What you are asked to do: Count the lines in the records below that contain the string "area", and reply with only that number.

Entries provided:

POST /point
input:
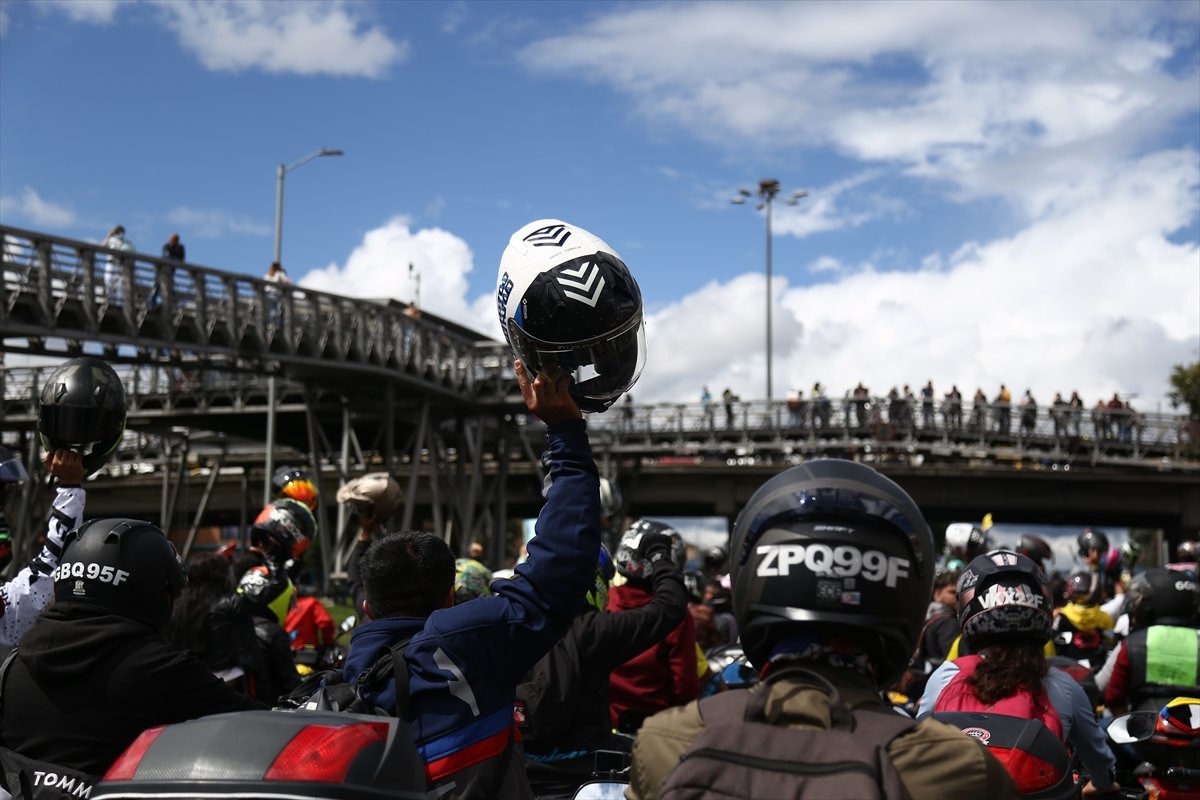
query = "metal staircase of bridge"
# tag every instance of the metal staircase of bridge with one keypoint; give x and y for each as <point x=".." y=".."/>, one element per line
<point x="219" y="365"/>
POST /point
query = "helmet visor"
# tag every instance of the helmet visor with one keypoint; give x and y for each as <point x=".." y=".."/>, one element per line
<point x="601" y="368"/>
<point x="76" y="426"/>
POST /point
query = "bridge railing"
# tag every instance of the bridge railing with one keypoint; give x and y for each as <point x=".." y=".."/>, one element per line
<point x="57" y="294"/>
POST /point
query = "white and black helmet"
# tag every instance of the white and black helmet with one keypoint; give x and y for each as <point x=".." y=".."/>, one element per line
<point x="565" y="299"/>
<point x="832" y="545"/>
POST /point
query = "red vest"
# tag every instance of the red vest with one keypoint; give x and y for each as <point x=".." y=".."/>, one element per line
<point x="959" y="696"/>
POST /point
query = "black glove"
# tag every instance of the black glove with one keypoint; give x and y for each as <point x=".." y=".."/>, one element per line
<point x="655" y="547"/>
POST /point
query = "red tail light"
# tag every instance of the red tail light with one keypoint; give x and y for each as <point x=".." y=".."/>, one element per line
<point x="1030" y="773"/>
<point x="324" y="753"/>
<point x="124" y="768"/>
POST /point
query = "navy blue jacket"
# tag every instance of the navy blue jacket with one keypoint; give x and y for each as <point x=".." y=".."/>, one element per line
<point x="465" y="662"/>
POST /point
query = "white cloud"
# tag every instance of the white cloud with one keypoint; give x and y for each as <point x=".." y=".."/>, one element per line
<point x="378" y="269"/>
<point x="30" y="209"/>
<point x="93" y="12"/>
<point x="961" y="91"/>
<point x="1092" y="298"/>
<point x="285" y="37"/>
<point x="214" y="223"/>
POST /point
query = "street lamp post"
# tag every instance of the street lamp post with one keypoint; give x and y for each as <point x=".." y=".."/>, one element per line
<point x="279" y="193"/>
<point x="283" y="169"/>
<point x="768" y="188"/>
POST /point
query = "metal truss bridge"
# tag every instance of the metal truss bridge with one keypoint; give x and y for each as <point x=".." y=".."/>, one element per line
<point x="228" y="376"/>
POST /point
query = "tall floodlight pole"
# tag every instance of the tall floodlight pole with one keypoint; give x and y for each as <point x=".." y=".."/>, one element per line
<point x="768" y="188"/>
<point x="283" y="169"/>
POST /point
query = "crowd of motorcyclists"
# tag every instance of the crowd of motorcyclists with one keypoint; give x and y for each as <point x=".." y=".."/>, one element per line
<point x="831" y="601"/>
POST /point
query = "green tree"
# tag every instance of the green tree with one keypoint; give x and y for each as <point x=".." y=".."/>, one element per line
<point x="1186" y="386"/>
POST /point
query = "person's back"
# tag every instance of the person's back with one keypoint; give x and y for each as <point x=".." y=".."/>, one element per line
<point x="94" y="671"/>
<point x="665" y="673"/>
<point x="564" y="699"/>
<point x="826" y="512"/>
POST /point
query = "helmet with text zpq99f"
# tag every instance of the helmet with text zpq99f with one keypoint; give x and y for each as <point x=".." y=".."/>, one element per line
<point x="376" y="494"/>
<point x="285" y="527"/>
<point x="83" y="409"/>
<point x="832" y="546"/>
<point x="123" y="566"/>
<point x="267" y="593"/>
<point x="1035" y="548"/>
<point x="1006" y="594"/>
<point x="1163" y="596"/>
<point x="1188" y="551"/>
<point x="1085" y="588"/>
<point x="1092" y="540"/>
<point x="12" y="470"/>
<point x="633" y="560"/>
<point x="297" y="483"/>
<point x="567" y="300"/>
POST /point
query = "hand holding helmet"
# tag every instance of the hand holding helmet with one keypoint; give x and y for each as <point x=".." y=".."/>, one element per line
<point x="568" y="302"/>
<point x="82" y="408"/>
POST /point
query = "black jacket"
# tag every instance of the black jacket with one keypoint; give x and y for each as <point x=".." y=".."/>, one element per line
<point x="565" y="696"/>
<point x="85" y="684"/>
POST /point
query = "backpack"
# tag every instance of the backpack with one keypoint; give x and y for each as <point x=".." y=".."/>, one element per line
<point x="958" y="696"/>
<point x="327" y="690"/>
<point x="28" y="779"/>
<point x="741" y="755"/>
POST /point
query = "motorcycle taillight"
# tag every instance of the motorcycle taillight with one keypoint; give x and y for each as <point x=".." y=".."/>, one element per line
<point x="124" y="768"/>
<point x="324" y="753"/>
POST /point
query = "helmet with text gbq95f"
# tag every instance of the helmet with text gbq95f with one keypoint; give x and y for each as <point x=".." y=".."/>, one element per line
<point x="123" y="566"/>
<point x="285" y="527"/>
<point x="832" y="546"/>
<point x="567" y="300"/>
<point x="83" y="409"/>
<point x="1003" y="593"/>
<point x="633" y="560"/>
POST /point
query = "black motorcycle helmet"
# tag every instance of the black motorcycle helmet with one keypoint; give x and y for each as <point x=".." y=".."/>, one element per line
<point x="1035" y="548"/>
<point x="12" y="470"/>
<point x="124" y="566"/>
<point x="832" y="545"/>
<point x="1007" y="594"/>
<point x="83" y="409"/>
<point x="631" y="560"/>
<point x="1163" y="596"/>
<point x="565" y="299"/>
<point x="1092" y="540"/>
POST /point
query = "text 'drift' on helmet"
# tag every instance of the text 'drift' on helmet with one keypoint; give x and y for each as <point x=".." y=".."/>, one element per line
<point x="123" y="566"/>
<point x="1005" y="593"/>
<point x="832" y="545"/>
<point x="285" y="527"/>
<point x="565" y="299"/>
<point x="82" y="409"/>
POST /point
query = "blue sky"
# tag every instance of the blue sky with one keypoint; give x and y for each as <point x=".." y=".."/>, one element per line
<point x="997" y="192"/>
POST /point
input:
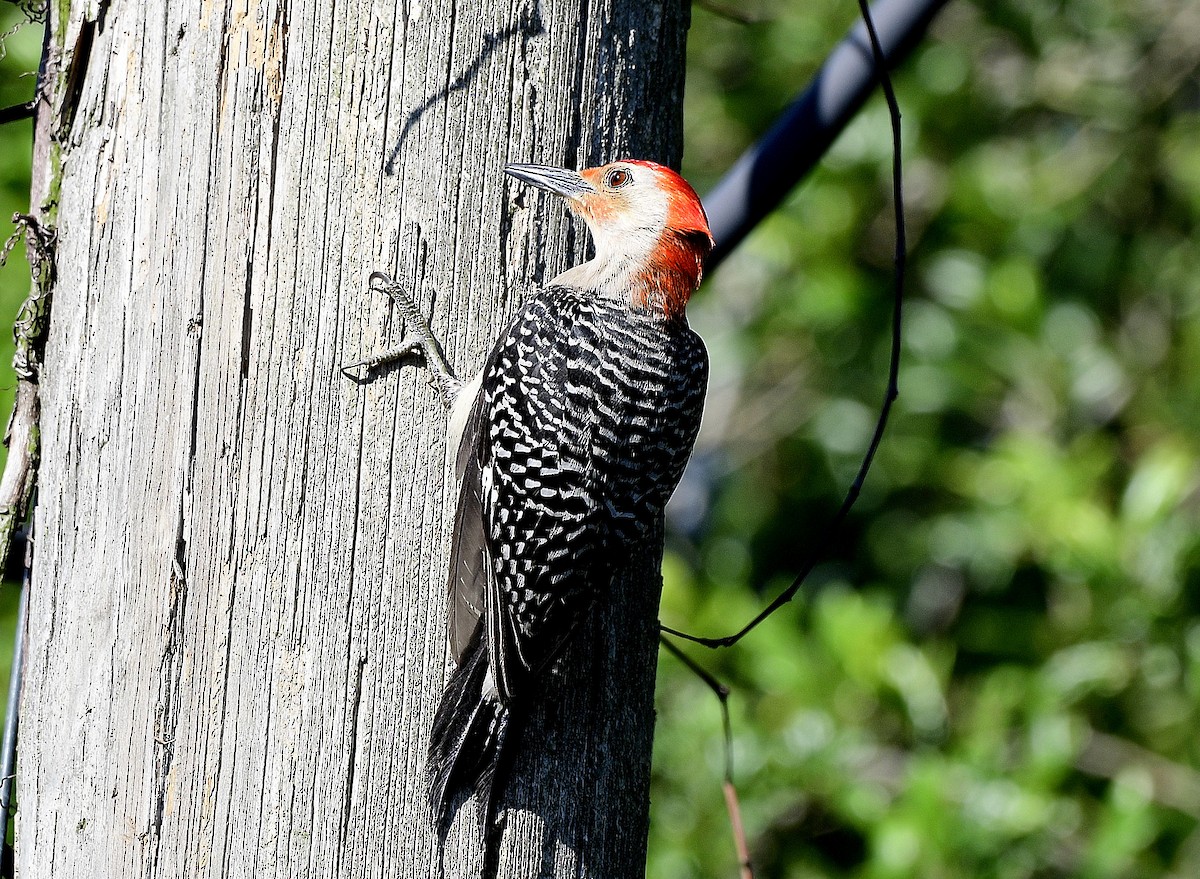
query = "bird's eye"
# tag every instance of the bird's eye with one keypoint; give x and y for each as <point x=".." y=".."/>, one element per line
<point x="617" y="178"/>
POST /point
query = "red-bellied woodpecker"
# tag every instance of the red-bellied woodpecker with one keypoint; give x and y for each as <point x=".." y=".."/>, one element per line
<point x="573" y="437"/>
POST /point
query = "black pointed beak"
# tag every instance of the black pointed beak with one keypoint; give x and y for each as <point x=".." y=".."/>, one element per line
<point x="561" y="181"/>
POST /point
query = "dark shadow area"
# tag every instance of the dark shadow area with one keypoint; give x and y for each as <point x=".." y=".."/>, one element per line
<point x="528" y="25"/>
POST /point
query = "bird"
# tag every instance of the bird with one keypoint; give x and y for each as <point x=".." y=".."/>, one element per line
<point x="569" y="442"/>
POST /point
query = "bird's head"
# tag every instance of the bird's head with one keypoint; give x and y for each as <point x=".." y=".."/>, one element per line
<point x="649" y="229"/>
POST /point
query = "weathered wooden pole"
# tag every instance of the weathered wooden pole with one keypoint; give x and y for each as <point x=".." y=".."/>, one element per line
<point x="235" y="637"/>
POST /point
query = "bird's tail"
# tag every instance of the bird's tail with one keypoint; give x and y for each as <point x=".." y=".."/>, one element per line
<point x="467" y="741"/>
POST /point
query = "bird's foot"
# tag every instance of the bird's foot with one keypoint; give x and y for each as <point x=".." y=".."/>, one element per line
<point x="420" y="342"/>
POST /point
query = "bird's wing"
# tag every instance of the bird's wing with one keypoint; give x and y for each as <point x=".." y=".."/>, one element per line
<point x="468" y="556"/>
<point x="540" y="490"/>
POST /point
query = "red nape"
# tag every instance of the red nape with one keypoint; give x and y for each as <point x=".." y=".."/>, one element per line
<point x="673" y="271"/>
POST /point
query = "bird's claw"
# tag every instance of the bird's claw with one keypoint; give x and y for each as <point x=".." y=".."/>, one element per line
<point x="420" y="341"/>
<point x="411" y="346"/>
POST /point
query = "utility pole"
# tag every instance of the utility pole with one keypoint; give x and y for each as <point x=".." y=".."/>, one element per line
<point x="237" y="619"/>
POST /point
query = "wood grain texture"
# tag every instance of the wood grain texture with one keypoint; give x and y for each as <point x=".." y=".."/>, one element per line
<point x="237" y="637"/>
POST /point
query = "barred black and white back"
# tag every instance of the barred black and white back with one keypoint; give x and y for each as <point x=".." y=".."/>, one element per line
<point x="585" y="417"/>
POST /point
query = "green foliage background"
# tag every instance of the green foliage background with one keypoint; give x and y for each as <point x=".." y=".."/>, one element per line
<point x="995" y="671"/>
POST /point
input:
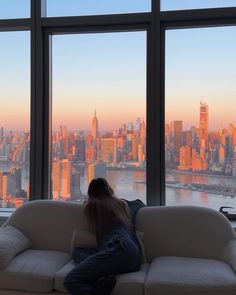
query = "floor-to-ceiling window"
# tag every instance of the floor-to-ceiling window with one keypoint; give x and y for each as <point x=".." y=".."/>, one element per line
<point x="140" y="92"/>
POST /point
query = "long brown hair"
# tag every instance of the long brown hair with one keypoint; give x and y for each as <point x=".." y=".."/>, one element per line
<point x="103" y="209"/>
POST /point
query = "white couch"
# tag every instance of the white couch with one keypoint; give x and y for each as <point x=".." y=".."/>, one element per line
<point x="190" y="250"/>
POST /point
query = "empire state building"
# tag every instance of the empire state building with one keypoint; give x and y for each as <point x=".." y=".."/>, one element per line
<point x="95" y="126"/>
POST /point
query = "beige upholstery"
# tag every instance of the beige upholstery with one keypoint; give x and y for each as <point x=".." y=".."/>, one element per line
<point x="184" y="231"/>
<point x="229" y="254"/>
<point x="33" y="270"/>
<point x="189" y="276"/>
<point x="49" y="224"/>
<point x="130" y="283"/>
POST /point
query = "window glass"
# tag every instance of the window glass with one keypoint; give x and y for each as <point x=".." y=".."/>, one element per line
<point x="93" y="7"/>
<point x="15" y="118"/>
<point x="195" y="4"/>
<point x="14" y="9"/>
<point x="98" y="113"/>
<point x="200" y="130"/>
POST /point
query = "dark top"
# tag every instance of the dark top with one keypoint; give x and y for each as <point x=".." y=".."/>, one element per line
<point x="79" y="254"/>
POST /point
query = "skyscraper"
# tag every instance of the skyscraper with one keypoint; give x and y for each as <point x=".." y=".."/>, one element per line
<point x="65" y="178"/>
<point x="204" y="121"/>
<point x="108" y="150"/>
<point x="61" y="179"/>
<point x="95" y="126"/>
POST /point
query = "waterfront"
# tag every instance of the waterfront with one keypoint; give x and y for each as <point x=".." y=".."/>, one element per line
<point x="176" y="196"/>
<point x="125" y="185"/>
<point x="129" y="184"/>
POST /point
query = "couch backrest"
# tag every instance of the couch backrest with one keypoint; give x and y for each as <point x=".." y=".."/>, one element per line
<point x="49" y="224"/>
<point x="187" y="231"/>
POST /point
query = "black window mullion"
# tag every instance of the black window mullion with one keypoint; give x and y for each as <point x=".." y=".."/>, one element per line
<point x="37" y="155"/>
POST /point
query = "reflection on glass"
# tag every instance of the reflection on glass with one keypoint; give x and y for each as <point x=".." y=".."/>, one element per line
<point x="195" y="4"/>
<point x="200" y="130"/>
<point x="94" y="7"/>
<point x="14" y="121"/>
<point x="98" y="114"/>
<point x="14" y="9"/>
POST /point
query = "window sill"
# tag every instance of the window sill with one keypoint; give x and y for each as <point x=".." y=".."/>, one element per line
<point x="5" y="213"/>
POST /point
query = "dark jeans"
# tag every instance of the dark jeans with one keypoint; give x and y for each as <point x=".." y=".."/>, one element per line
<point x="121" y="255"/>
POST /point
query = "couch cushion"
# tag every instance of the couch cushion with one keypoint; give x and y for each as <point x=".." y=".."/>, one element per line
<point x="33" y="270"/>
<point x="12" y="242"/>
<point x="130" y="283"/>
<point x="58" y="219"/>
<point x="192" y="276"/>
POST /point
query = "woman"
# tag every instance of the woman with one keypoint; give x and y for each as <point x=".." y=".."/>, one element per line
<point x="118" y="250"/>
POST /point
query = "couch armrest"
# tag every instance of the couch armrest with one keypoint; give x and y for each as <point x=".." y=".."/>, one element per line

The output: 2